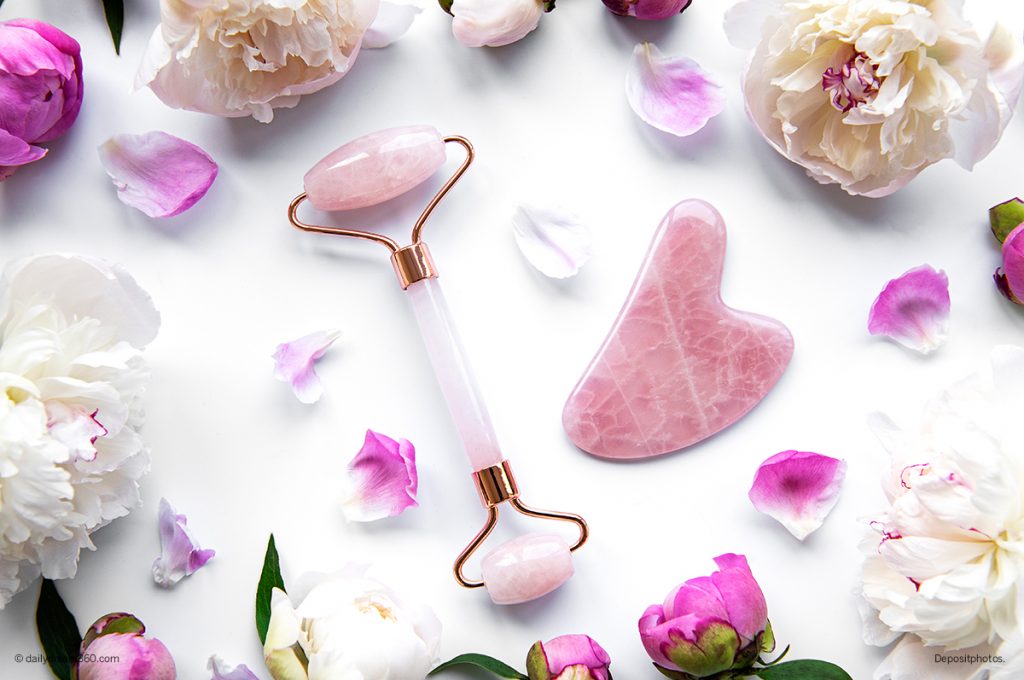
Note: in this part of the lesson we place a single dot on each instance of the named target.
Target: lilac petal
(383, 479)
(158, 173)
(798, 490)
(393, 19)
(673, 94)
(294, 364)
(553, 240)
(220, 671)
(913, 309)
(179, 554)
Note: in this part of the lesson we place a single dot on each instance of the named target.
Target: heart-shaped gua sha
(679, 365)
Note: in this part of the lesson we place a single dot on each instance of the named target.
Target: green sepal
(57, 632)
(269, 579)
(1006, 217)
(500, 669)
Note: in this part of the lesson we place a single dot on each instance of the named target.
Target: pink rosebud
(568, 657)
(711, 624)
(1010, 278)
(647, 9)
(115, 648)
(40, 89)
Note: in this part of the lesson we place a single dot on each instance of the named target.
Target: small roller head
(526, 567)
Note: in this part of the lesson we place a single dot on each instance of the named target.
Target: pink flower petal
(294, 364)
(674, 94)
(180, 556)
(798, 490)
(382, 479)
(158, 173)
(221, 672)
(913, 309)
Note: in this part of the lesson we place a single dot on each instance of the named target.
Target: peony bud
(40, 90)
(709, 625)
(115, 649)
(653, 10)
(568, 657)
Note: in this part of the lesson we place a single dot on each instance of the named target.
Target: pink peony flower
(40, 89)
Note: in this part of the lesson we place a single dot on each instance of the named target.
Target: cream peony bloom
(348, 626)
(867, 93)
(72, 376)
(247, 57)
(945, 562)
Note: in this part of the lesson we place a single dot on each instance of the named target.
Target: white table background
(235, 451)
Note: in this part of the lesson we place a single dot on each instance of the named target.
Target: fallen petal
(158, 173)
(180, 556)
(294, 364)
(221, 672)
(382, 479)
(798, 490)
(393, 19)
(673, 94)
(913, 309)
(552, 239)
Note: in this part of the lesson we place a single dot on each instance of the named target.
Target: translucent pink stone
(375, 168)
(526, 567)
(679, 365)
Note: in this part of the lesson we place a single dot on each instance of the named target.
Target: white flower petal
(393, 19)
(673, 94)
(158, 173)
(552, 239)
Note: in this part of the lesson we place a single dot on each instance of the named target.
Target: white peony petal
(294, 364)
(393, 19)
(798, 490)
(552, 239)
(673, 94)
(158, 173)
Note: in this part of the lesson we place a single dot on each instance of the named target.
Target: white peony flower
(945, 563)
(247, 57)
(72, 376)
(867, 93)
(349, 626)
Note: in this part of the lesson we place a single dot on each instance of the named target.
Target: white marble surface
(236, 452)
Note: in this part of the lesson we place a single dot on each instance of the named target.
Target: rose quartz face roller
(374, 169)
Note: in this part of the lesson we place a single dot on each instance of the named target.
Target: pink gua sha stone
(375, 168)
(678, 365)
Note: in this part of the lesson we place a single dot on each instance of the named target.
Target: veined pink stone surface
- - -
_What needs to be done_:
Each line of the data must be restated exactly, and the pictures must be left out.

_Written response_:
Note: in this part of the lesson we place a single dot on each instance of the named target.
Target: lilac petal
(383, 479)
(158, 173)
(798, 490)
(393, 19)
(673, 94)
(294, 364)
(553, 240)
(220, 671)
(913, 309)
(179, 554)
Note: in this part of the lesson we place a single dot on each instance of the named target.
Target: heart-shaped gua sha
(679, 365)
Note: in this part of the lesson we place a single dot on each instance of the named target.
Target: green sepal
(57, 632)
(269, 579)
(1006, 217)
(500, 669)
Note: in this part of the lesson we place a single dot on each instance of the named target.
Target: pink rosebud
(568, 657)
(711, 624)
(1010, 278)
(647, 9)
(115, 648)
(40, 89)
Note: in this part of the lesson we place a single dot on each instance of the named target.
Target: small roller head
(526, 567)
Note: in this part of the lesson we place a single dot on each instance of the named target.
Target: pink flower petal
(294, 364)
(674, 94)
(180, 556)
(798, 490)
(382, 479)
(158, 173)
(221, 672)
(913, 309)
Note: in this part of the lesson we place a single dot on each instance of the named target.
Target: peony bud
(40, 90)
(709, 625)
(115, 649)
(653, 10)
(568, 657)
Note: in this part of the lesson we place a single dot on each instance of the named target.
Target: pink peony flower
(40, 89)
Note: in this part of the lesson we place a single dot on each instance of the named target.
Target: cream peony bloom
(348, 626)
(867, 93)
(72, 376)
(247, 57)
(945, 562)
Note: in this part of the lesson we place a single dot on each instance of the named target.
Target: white table background
(235, 451)
Note: in this part of the lesson we place a single dot on each instance of the named target.
Target: fallen petal
(158, 173)
(180, 556)
(294, 364)
(221, 672)
(382, 479)
(798, 490)
(393, 19)
(673, 94)
(913, 309)
(552, 239)
Note: in this part of the lesson we place a single dot on each instance of the named target.
Target: translucent pink stone
(375, 168)
(526, 567)
(679, 365)
Note: in this part of the lesson we place a single dot on each instance of the named target.
Target: white flower petal
(393, 19)
(673, 94)
(158, 173)
(552, 239)
Note: in this part of the lesson we place a single dot on each instance of the named target.
Target: white peony petal
(294, 364)
(393, 19)
(798, 490)
(552, 239)
(673, 94)
(158, 173)
Note: in this part of the lesson we place a single dot on each instance of the named target.
Target: white peony flower
(945, 563)
(247, 57)
(72, 376)
(867, 93)
(349, 626)
Note: in this part of the lesson we place a single dot on each instance of the named target.
Target: white marble surface
(236, 452)
Note: in this part of the lesson we place a single dot on each instance of the named target.
Target: rose quartz face roller
(374, 169)
Note: in this part of the lesson we place a single dot on each instance of the named target.
Target: pink gua sha stone
(375, 168)
(678, 365)
Note: in this part of the lesson we place a single dot on each instance of the named target.
Target: veined pink stone surface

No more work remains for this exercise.